> **INSTRUCTIONS FOR THE TASK**: Set down the lines below exactly as they stand, please. Go from the first through the one containing "bbox: eyeglasses".

═══ DATA ═══

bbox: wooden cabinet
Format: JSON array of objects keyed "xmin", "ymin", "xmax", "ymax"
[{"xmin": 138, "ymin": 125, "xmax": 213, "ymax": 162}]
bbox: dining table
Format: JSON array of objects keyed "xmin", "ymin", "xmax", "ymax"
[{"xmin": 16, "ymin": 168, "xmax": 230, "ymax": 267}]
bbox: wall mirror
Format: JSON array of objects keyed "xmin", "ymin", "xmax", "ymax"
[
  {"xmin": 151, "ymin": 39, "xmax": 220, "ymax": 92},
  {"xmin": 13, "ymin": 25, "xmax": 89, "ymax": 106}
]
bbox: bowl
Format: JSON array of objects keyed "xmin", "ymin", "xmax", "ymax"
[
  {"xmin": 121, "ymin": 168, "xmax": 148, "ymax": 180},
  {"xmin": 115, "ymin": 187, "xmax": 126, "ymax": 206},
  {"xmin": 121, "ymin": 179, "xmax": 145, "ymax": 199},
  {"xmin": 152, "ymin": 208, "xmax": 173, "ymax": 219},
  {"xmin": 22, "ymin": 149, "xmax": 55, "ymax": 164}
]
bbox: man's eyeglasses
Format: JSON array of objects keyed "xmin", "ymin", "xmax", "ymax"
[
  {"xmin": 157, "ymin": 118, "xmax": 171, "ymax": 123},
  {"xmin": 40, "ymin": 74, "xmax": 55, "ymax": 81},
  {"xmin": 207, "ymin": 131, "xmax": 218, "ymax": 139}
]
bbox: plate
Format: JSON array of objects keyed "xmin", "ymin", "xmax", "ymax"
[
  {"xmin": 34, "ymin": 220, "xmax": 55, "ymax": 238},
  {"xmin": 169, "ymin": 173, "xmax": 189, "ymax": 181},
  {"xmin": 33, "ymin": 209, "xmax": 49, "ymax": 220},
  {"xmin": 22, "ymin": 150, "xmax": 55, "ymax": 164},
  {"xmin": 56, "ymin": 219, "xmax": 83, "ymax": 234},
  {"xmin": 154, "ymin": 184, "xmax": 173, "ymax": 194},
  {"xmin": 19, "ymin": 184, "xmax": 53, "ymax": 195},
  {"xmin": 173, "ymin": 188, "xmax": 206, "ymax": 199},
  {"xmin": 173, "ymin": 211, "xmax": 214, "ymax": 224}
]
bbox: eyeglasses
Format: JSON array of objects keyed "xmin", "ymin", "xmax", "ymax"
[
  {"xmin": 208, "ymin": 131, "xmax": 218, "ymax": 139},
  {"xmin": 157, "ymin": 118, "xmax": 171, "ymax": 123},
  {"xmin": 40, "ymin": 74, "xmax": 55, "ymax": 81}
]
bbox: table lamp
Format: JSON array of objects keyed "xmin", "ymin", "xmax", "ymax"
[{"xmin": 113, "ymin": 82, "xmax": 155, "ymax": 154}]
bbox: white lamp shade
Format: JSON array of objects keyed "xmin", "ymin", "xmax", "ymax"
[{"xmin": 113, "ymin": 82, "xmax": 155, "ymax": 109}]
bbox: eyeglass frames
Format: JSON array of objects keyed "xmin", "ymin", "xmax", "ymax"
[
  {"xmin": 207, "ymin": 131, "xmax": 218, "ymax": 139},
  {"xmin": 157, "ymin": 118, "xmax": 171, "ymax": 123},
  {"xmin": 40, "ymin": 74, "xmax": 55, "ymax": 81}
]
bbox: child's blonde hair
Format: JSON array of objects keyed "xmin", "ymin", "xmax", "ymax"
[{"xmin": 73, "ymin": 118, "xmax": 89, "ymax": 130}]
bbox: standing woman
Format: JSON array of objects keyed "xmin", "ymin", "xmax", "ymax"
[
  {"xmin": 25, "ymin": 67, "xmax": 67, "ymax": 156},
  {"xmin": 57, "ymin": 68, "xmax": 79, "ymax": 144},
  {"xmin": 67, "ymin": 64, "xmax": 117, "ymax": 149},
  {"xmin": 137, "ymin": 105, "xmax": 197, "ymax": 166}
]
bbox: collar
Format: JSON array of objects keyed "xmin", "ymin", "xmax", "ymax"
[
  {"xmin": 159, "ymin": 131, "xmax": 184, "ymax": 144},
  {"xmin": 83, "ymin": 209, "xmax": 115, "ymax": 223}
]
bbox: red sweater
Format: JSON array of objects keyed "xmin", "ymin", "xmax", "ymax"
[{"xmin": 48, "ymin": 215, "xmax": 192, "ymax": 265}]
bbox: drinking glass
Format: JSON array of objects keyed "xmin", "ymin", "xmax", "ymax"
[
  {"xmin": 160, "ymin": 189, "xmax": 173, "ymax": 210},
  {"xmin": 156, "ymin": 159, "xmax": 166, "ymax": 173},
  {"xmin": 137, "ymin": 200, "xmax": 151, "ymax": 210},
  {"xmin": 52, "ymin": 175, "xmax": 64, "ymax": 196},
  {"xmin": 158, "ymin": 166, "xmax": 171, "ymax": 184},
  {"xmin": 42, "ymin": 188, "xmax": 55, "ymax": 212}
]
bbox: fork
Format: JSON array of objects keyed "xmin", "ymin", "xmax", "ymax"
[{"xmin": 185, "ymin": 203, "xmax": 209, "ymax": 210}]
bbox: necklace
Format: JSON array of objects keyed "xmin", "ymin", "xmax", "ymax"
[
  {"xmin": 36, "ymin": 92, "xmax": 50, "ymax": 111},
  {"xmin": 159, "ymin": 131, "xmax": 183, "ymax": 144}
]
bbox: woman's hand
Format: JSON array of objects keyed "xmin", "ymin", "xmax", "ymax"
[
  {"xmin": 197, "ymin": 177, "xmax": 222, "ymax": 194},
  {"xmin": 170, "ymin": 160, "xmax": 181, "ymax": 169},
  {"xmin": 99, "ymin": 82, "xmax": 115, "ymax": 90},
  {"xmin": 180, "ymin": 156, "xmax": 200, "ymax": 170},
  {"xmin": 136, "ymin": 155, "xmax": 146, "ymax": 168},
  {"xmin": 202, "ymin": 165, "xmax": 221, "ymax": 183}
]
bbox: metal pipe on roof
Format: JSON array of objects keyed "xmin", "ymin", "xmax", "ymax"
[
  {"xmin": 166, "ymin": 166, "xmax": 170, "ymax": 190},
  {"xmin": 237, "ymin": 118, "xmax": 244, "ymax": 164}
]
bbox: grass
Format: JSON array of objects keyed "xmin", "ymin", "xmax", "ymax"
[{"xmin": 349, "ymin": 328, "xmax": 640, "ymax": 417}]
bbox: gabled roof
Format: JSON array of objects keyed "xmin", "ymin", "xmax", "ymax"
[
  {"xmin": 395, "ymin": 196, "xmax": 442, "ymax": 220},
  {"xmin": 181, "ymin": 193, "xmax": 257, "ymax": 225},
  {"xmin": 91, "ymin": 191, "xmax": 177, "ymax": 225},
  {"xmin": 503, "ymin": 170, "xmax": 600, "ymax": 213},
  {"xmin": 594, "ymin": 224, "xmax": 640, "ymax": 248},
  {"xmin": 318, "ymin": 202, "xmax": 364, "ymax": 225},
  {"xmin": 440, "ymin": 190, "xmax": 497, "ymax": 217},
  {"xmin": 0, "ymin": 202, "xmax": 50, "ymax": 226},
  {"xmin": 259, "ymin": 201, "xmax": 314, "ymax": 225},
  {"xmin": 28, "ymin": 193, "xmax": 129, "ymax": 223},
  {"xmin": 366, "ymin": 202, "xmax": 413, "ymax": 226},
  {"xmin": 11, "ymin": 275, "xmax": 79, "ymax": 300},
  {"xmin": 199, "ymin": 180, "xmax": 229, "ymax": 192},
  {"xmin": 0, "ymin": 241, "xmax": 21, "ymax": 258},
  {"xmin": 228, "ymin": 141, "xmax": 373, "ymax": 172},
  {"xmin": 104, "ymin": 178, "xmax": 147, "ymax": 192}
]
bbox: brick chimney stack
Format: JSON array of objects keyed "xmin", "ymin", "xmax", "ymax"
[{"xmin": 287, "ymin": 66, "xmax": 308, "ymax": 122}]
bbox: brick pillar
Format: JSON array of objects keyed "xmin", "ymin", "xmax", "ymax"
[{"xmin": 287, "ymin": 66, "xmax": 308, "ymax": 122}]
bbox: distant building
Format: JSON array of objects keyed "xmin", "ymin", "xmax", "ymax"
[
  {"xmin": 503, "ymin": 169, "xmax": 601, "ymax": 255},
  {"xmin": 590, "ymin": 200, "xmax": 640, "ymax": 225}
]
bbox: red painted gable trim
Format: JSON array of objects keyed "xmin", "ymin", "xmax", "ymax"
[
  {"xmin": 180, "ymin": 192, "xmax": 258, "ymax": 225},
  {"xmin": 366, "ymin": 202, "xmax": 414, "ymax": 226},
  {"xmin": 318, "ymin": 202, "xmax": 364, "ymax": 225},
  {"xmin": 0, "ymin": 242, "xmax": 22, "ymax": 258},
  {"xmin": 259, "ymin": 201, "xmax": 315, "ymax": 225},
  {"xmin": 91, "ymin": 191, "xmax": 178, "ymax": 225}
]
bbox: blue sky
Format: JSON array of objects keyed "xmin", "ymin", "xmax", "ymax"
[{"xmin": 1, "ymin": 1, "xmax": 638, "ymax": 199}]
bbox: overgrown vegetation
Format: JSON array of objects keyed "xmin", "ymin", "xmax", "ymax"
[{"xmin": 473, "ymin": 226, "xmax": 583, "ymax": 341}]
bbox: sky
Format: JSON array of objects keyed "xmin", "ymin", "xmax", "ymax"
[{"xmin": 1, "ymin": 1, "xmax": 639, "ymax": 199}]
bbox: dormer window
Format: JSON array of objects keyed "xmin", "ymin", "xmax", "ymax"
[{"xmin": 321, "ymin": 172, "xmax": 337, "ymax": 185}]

═══

> **EXERCISE SOLUTION**:
bbox: wooden cabinet
Format: JSON array of objects keyed "xmin", "ymin", "xmax", "ymax"
[{"xmin": 138, "ymin": 125, "xmax": 213, "ymax": 162}]
bbox: dining table
Format: JSON array of objects keyed "xmin", "ymin", "xmax", "ymax"
[{"xmin": 16, "ymin": 168, "xmax": 230, "ymax": 267}]
bbox: wall mirror
Format: JSON array of objects keyed "xmin", "ymin", "xmax", "ymax"
[
  {"xmin": 151, "ymin": 39, "xmax": 220, "ymax": 92},
  {"xmin": 13, "ymin": 25, "xmax": 89, "ymax": 106}
]
bbox: bowl
Format: JSON array of objects keyed "xmin", "ymin", "xmax", "ymax"
[
  {"xmin": 121, "ymin": 168, "xmax": 148, "ymax": 180},
  {"xmin": 115, "ymin": 187, "xmax": 126, "ymax": 206},
  {"xmin": 121, "ymin": 179, "xmax": 145, "ymax": 199},
  {"xmin": 152, "ymin": 208, "xmax": 173, "ymax": 219},
  {"xmin": 22, "ymin": 149, "xmax": 55, "ymax": 164}
]
bbox: man's eyeglasses
Format: JSON array of objects keyed "xmin", "ymin", "xmax", "ymax"
[
  {"xmin": 157, "ymin": 118, "xmax": 171, "ymax": 123},
  {"xmin": 40, "ymin": 74, "xmax": 55, "ymax": 81},
  {"xmin": 207, "ymin": 131, "xmax": 218, "ymax": 139}
]
bbox: plate
Format: JSON array of objects keyed "xmin", "ymin", "xmax", "ymax"
[
  {"xmin": 34, "ymin": 220, "xmax": 55, "ymax": 238},
  {"xmin": 169, "ymin": 173, "xmax": 189, "ymax": 181},
  {"xmin": 33, "ymin": 209, "xmax": 49, "ymax": 220},
  {"xmin": 22, "ymin": 150, "xmax": 55, "ymax": 164},
  {"xmin": 56, "ymin": 219, "xmax": 83, "ymax": 234},
  {"xmin": 154, "ymin": 184, "xmax": 173, "ymax": 194},
  {"xmin": 19, "ymin": 184, "xmax": 53, "ymax": 195},
  {"xmin": 173, "ymin": 188, "xmax": 206, "ymax": 199},
  {"xmin": 173, "ymin": 211, "xmax": 214, "ymax": 224}
]
bbox: eyeglasses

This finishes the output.